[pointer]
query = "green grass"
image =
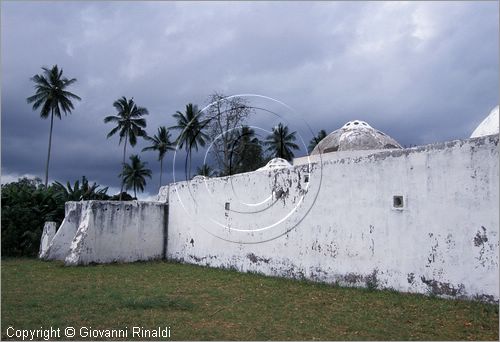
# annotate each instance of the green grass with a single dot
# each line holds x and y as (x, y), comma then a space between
(199, 303)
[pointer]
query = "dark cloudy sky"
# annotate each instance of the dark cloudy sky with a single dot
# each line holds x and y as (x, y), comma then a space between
(421, 72)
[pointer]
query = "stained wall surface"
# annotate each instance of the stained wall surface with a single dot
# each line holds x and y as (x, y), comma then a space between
(423, 219)
(110, 231)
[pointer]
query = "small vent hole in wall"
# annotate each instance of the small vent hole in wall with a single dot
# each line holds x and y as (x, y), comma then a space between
(397, 202)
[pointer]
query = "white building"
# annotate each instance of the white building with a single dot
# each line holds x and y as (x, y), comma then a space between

◆ ◆ ◆ ◆

TASK TO COMPLETE — Nothing in the entries above should change when they are printed again, except that the pictures are dropped.

FULL RESPONSE —
[pointer]
query = "green grass"
image =
# annotate each instance of the green grass with a single dot
# each line holds x and y as (x, y), comma then a space between
(199, 303)
[pointer]
query = "dark cloudy sky"
# annotate each instance of the dark cloudy sky with a single dot
# each line holds x and y as (x, y), comma then a space between
(421, 72)
[pointer]
query = "stained wall surface"
# annotate each instance of the stained wall surface with a single dot
# each line holds x and y as (x, y), comma then a space between
(423, 219)
(110, 231)
[pointer]
query = "small vent hole in wall"
# annotate each instance of the small vent hole in wall with a single dot
# each line holds x and y as (x, y), comma then a space between
(397, 202)
[pointer]
query = "white building"
# annotate each instance of the white building with a single dot
# each line holds x and y as (x, y), comma then a space between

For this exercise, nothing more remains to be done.